#### The request:
Print every line of the data below, unchanged.

Dataset records:
--- Begin ---
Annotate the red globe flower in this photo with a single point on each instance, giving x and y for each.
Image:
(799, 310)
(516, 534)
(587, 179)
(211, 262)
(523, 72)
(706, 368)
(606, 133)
--- End ---
#### Final answer:
Annotate the red globe flower in this photo with a single point on each instance, giving x and y for each.
Image:
(799, 310)
(516, 534)
(587, 179)
(211, 262)
(523, 72)
(706, 368)
(606, 133)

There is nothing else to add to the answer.